# To do:
Please say how many lines in the material include the string "crane", and nothing else.

# Supplied material:
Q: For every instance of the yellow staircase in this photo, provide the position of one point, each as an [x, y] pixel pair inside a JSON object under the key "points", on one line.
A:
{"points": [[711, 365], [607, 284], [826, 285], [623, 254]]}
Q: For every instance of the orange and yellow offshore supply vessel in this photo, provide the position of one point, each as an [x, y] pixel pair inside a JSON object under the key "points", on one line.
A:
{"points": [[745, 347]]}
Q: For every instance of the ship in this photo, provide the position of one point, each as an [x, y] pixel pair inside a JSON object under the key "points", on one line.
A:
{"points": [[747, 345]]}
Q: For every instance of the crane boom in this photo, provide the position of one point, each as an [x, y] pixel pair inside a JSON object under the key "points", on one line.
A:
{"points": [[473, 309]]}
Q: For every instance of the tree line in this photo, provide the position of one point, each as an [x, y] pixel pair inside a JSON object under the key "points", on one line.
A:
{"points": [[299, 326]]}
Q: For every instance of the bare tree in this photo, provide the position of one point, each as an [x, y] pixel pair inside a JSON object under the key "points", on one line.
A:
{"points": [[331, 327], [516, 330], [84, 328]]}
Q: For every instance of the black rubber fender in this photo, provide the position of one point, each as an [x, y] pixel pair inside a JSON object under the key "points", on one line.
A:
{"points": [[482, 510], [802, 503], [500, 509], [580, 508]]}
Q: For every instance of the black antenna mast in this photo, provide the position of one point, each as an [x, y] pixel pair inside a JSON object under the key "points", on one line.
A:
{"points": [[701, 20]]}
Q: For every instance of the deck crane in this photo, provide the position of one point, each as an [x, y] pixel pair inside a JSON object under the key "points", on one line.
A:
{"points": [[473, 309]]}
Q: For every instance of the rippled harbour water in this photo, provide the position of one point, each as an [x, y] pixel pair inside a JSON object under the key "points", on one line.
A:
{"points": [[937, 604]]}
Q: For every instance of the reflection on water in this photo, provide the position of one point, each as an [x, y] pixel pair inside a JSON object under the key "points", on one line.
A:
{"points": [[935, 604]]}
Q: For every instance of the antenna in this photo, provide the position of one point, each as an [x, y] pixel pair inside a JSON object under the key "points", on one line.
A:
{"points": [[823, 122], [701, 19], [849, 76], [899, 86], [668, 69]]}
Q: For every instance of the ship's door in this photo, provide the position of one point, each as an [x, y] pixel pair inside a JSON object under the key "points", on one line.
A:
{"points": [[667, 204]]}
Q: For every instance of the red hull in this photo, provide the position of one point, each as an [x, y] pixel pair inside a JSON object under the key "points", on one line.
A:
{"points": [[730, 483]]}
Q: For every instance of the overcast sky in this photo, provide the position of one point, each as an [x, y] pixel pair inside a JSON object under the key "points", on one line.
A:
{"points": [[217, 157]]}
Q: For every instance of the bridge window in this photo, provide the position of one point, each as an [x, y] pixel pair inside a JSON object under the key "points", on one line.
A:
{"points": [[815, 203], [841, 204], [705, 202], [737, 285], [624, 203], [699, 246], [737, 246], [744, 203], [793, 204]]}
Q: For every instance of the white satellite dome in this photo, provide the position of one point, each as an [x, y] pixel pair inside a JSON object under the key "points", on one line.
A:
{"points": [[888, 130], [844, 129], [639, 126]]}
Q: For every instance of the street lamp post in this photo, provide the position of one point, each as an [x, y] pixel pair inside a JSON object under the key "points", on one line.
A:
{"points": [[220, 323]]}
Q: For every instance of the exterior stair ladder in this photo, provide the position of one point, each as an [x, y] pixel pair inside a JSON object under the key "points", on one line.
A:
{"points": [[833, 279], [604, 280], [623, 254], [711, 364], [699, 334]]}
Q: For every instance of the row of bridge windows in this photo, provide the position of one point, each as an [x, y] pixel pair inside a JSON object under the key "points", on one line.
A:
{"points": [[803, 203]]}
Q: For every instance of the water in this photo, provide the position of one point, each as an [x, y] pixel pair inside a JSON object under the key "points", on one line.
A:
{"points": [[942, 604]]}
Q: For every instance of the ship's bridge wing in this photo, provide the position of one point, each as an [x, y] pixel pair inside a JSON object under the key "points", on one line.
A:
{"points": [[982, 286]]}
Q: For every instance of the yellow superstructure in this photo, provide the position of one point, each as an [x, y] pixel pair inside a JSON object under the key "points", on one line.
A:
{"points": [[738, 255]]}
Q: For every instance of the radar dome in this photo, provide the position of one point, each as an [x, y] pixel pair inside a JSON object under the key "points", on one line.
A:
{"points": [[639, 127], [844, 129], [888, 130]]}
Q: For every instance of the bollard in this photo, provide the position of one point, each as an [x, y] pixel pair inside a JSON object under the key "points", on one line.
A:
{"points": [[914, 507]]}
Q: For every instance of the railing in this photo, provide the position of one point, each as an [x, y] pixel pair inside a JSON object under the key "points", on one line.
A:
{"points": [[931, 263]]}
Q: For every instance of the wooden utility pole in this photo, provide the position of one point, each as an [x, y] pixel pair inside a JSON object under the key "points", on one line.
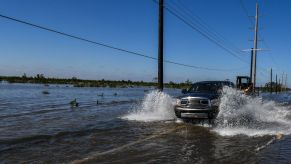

# Written solution:
2